◆ **INSTRUCTION A**
Answer these questions using the column about the Iranian president's New York visit.
(i) What site did Ahmadinejad ask to visit?
(ii) Who was the president of Columbia University?
(iii) How many Iranians does the column say Ahmadinejad leads?
◆ **INSTRUCTION B**
Reproduce word for word the passage of the column about the Iranian president's New York visit starting at "I refer to the" and ending at "to be evil.".

◆ **DOCUMENT TEXT**
+ + +

Monday, October 1, 2007

Painting Iranian Prez as mad man
Anyone who was in New York City last week must have thought the place had gone to the devil.

I refer to the ugly commotion that surrounded the visit of Iranian President Mahmoud Ahmadinejad, who was here attending the General Assembly of the United Nations.

The revolting treatment of him showed just how successful the Bush administration has been at selling its perverse and unproductive brand of foreign policy, which is that you don't talk to people who disagree with you. Instead, you vilify them, paint them as buffoons, portray them as the sole source of your problems, and make them out to be evil.



When Ahmadinejad asked if he could visit Ground Zero during his visit, all hell broke loose. No way, said Mayor Bloomberg and his police commissioner, while presidential hopefuls Rudy Giuliani and Hillary Rodham Clinton nodded vigorously in the background. Sure, Ahmadinejad's request was partly an act of political showmanship. But as far as I know, the Iranians played no role in 9/11. And if he wanted to make a token gesture of solidarity with Americans who suffered a terrible loss on that day, how harmful is that?

Then came the circus at Columbia University. After making a huge deal about the academy's commitment to free speech and open debate, Columbia president Lee Bollinger publicly insulted the Iranian president as if he were a naughty child.

If you invite someone to your house, you treat them with courtesy and a modicum of respect. Ask hard questions, for sure. But when you insult them so viciously before they can even get a word out, you have shut down any real opportunity for dialogue. Bollinger was showboating for the benefit of those who criticized him for allowing Ahmadinejad on campus in the first place.

His actions were also counterproductive. At a time when the United States is trying to find a way to co-exist peacefully in a world with millions of Muslims, belittling the elected leader of 75 million Iranians will be read as a calculated insult to all Muslims. And this will be true whether they share Ahmadinejad's beliefs or agree with Bollinger's.

+ + +

◆ **LISTED RECORDS**
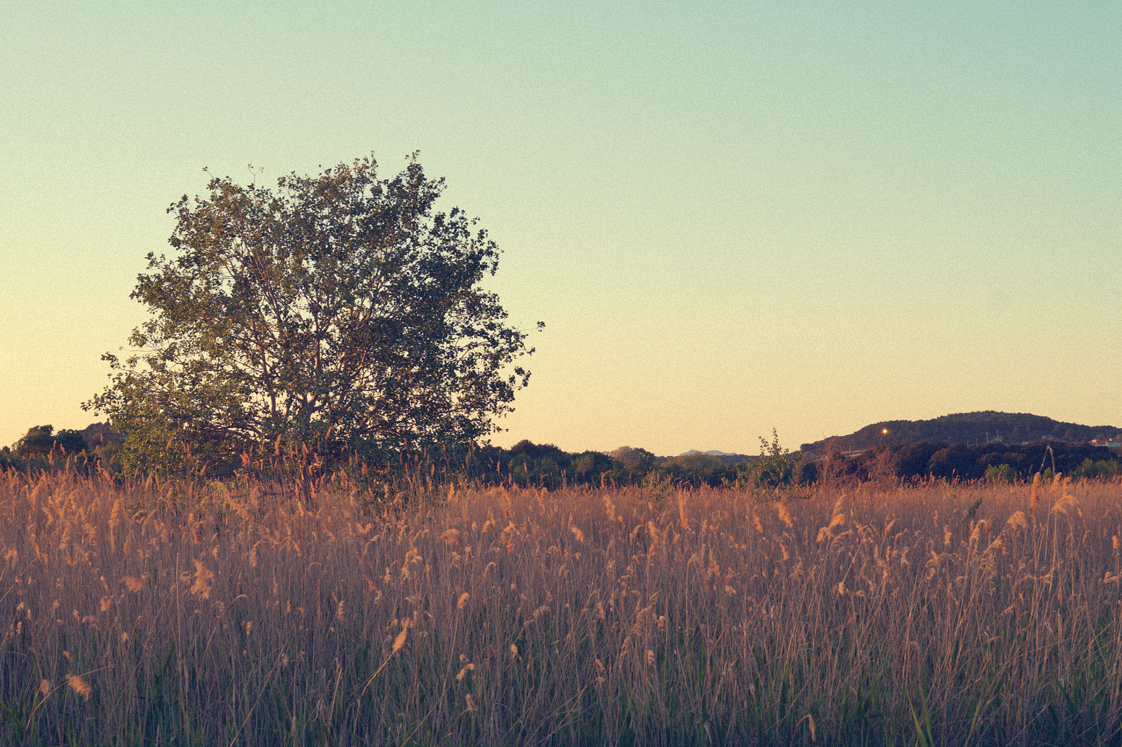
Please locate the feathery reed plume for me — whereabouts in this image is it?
[121,575,144,592]
[191,561,214,599]
[775,500,794,529]
[66,674,93,700]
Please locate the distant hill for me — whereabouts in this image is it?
[802,411,1122,452]
[670,449,756,464]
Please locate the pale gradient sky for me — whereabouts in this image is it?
[0,0,1122,454]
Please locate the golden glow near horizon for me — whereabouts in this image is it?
[0,0,1122,454]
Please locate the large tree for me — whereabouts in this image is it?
[85,157,541,471]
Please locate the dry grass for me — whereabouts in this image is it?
[0,472,1122,745]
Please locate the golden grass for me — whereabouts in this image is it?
[0,472,1122,745]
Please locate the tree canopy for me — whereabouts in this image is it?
[85,155,542,471]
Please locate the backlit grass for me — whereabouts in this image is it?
[0,472,1122,745]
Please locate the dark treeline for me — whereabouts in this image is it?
[802,411,1122,452]
[8,425,1122,490]
[816,442,1122,481]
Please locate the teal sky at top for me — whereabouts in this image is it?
[0,0,1122,454]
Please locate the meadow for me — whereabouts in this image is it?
[0,470,1122,745]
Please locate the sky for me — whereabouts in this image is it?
[0,0,1122,455]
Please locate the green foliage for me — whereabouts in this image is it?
[84,157,541,472]
[1072,457,1120,480]
[985,464,1017,485]
[15,425,86,459]
[739,428,798,489]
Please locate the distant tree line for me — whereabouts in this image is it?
[8,423,1122,490]
[803,442,1122,481]
[802,411,1122,452]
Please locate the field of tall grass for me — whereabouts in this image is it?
[0,471,1122,745]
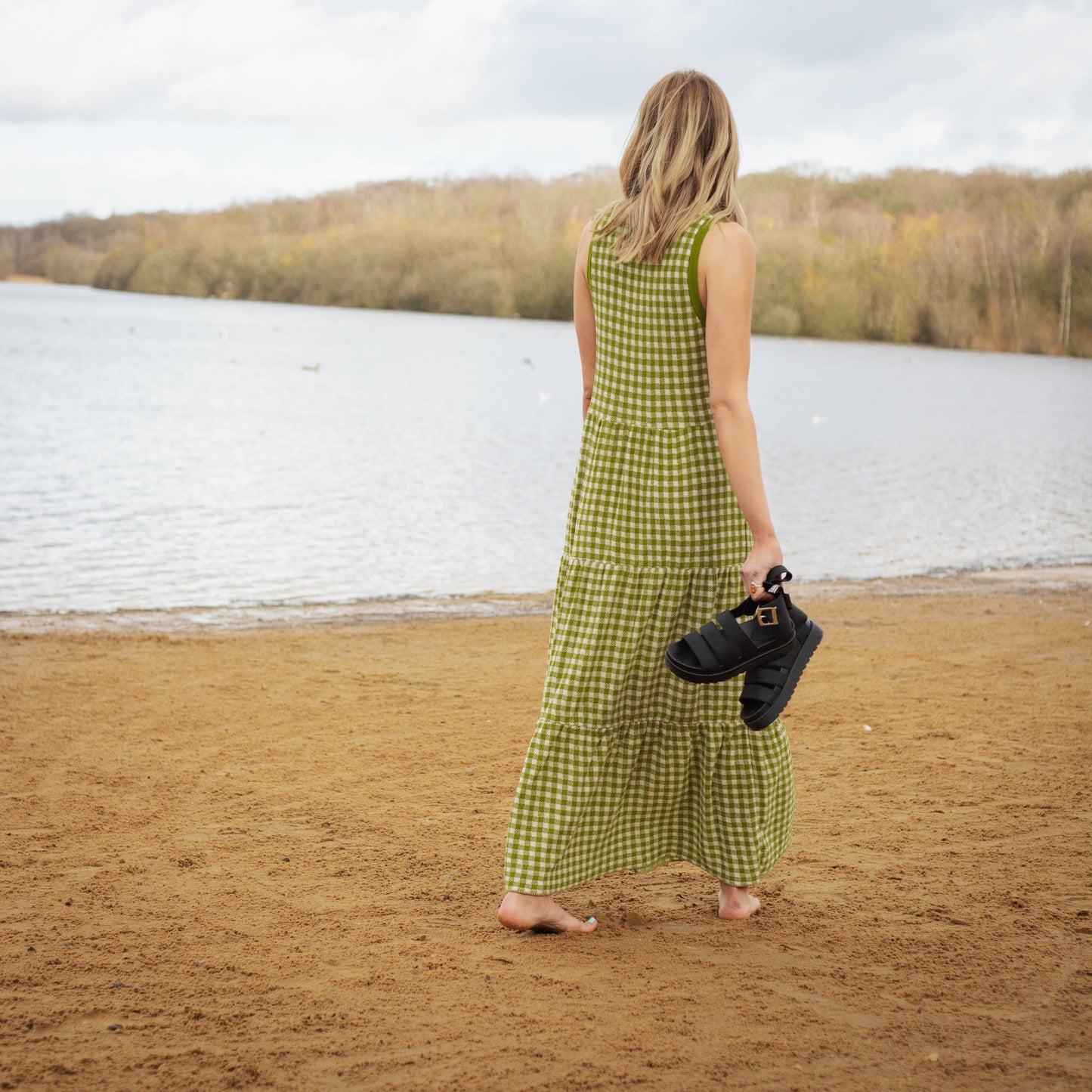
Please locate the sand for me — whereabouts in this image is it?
[0,581,1092,1090]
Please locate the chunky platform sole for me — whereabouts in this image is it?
[741,619,822,732]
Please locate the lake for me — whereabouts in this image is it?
[0,283,1092,613]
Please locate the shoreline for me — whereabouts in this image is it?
[0,571,1092,1092]
[0,565,1092,633]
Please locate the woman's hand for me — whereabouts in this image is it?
[743,538,785,603]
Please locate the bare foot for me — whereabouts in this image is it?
[719,883,763,922]
[497,891,597,933]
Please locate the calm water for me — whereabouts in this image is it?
[0,283,1092,611]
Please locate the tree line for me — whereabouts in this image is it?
[0,169,1092,356]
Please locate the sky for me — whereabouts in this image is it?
[0,0,1092,224]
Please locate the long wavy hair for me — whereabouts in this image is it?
[596,69,747,263]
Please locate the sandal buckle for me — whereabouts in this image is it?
[754,607,778,626]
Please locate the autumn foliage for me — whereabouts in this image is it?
[0,169,1092,356]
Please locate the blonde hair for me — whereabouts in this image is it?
[595,69,747,263]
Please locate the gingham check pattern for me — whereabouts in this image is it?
[505,221,793,894]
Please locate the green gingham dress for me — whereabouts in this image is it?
[505,216,793,894]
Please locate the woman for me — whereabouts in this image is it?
[498,71,793,933]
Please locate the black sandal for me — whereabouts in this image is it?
[739,595,822,732]
[664,565,807,682]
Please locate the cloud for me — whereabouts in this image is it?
[0,0,1092,223]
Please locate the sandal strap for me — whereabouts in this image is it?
[682,629,722,672]
[701,611,754,664]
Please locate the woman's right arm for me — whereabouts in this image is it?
[572,219,595,417]
[698,223,783,599]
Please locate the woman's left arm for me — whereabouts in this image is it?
[572,221,595,417]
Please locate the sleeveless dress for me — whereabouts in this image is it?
[505,210,794,894]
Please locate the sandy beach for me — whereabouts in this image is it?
[0,574,1092,1092]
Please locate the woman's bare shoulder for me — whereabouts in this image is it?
[707,219,756,261]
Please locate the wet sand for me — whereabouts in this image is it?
[0,579,1092,1090]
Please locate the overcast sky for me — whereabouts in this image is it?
[0,0,1092,224]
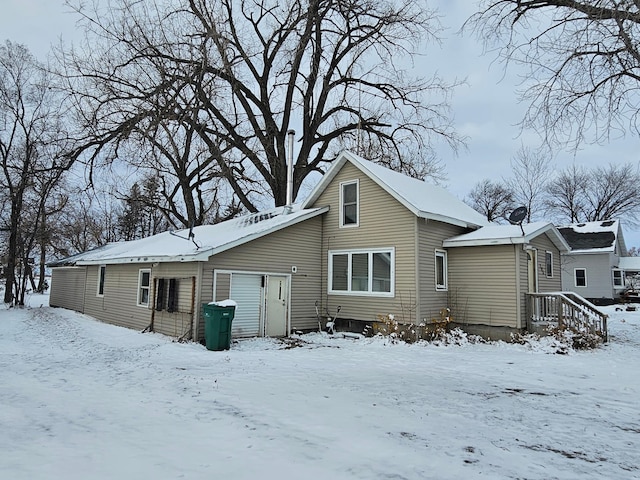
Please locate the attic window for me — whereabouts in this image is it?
[243,212,276,226]
[340,180,359,227]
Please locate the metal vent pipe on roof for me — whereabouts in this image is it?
[286,130,296,212]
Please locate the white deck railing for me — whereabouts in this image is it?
[526,292,607,342]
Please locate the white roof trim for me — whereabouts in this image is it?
[442,222,570,252]
[302,150,488,228]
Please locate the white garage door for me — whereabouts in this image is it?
[230,273,262,337]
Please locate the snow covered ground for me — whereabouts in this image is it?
[0,296,640,480]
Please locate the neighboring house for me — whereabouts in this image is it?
[558,220,627,304]
[51,152,567,341]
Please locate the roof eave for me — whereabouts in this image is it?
[418,211,486,228]
[442,237,529,247]
[70,207,329,265]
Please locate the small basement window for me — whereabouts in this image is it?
[574,268,587,287]
[613,269,624,288]
[138,268,151,307]
[544,252,553,277]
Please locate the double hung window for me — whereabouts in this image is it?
[329,249,394,296]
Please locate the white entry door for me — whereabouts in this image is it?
[265,275,289,337]
[230,273,263,337]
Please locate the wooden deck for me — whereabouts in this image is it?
[526,292,608,342]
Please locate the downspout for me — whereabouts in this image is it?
[191,262,204,342]
[513,244,529,329]
[284,130,296,213]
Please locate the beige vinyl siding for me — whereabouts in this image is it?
[448,245,526,328]
[150,262,199,337]
[417,218,466,322]
[84,264,151,330]
[314,163,417,321]
[198,217,322,338]
[49,267,87,313]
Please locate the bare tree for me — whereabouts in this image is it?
[584,164,640,225]
[546,164,640,225]
[506,145,551,222]
[466,179,514,222]
[62,0,460,218]
[467,0,640,147]
[546,164,590,223]
[0,41,72,305]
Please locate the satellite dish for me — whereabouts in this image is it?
[509,206,527,225]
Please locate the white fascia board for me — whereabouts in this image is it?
[442,237,529,247]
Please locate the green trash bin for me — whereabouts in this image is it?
[202,302,236,351]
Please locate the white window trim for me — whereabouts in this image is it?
[327,247,396,297]
[136,268,151,308]
[544,250,553,278]
[433,249,449,292]
[96,265,107,297]
[611,268,626,290]
[340,179,360,228]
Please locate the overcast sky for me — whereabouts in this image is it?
[5,0,640,247]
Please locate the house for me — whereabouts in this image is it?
[51,152,568,340]
[558,220,627,304]
[443,222,569,338]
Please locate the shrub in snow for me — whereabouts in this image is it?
[371,308,483,345]
[549,324,602,350]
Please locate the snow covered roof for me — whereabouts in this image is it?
[49,205,328,267]
[442,222,569,252]
[558,220,626,253]
[303,151,489,228]
[618,257,640,272]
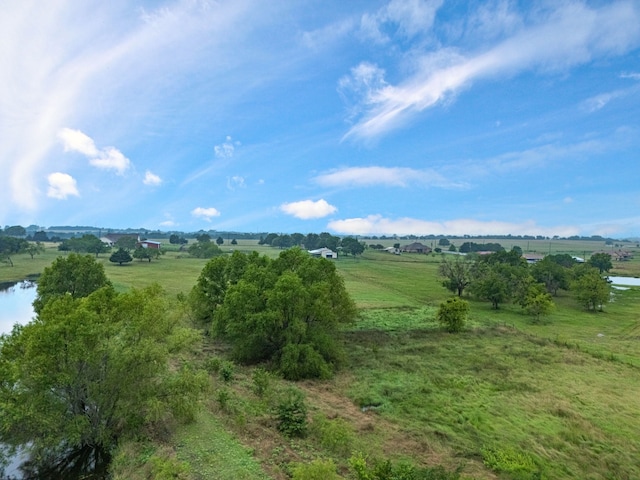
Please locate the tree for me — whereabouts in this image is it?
[109,248,133,266]
[438,257,472,297]
[0,236,29,267]
[116,235,138,253]
[208,248,356,380]
[436,297,469,333]
[33,253,111,313]
[196,233,212,245]
[587,253,613,275]
[340,237,364,257]
[0,286,208,468]
[571,266,611,311]
[522,289,555,322]
[24,242,45,260]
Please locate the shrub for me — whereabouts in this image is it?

+ + +

◆ **WORKED ANSWER A**
(i) Ground Zero
(ii) Lee Bollinger
(iii) 75 million

◆ **WORKED ANSWER B**
I refer to the ugly commotion that surrounded the visit of Iranian President Mahmoud Ahmadinejad, who was here attending the General Assembly of the United Nations.

The revolting treatment of him showed just how successful the Bush administration has been at selling its perverse and unproductive brand of foreign policy, which is that you don't talk to people who disagree with you. Instead, you vilify them, paint them as buffoons, portray them as the sole source of your problems, and make them out to be evil.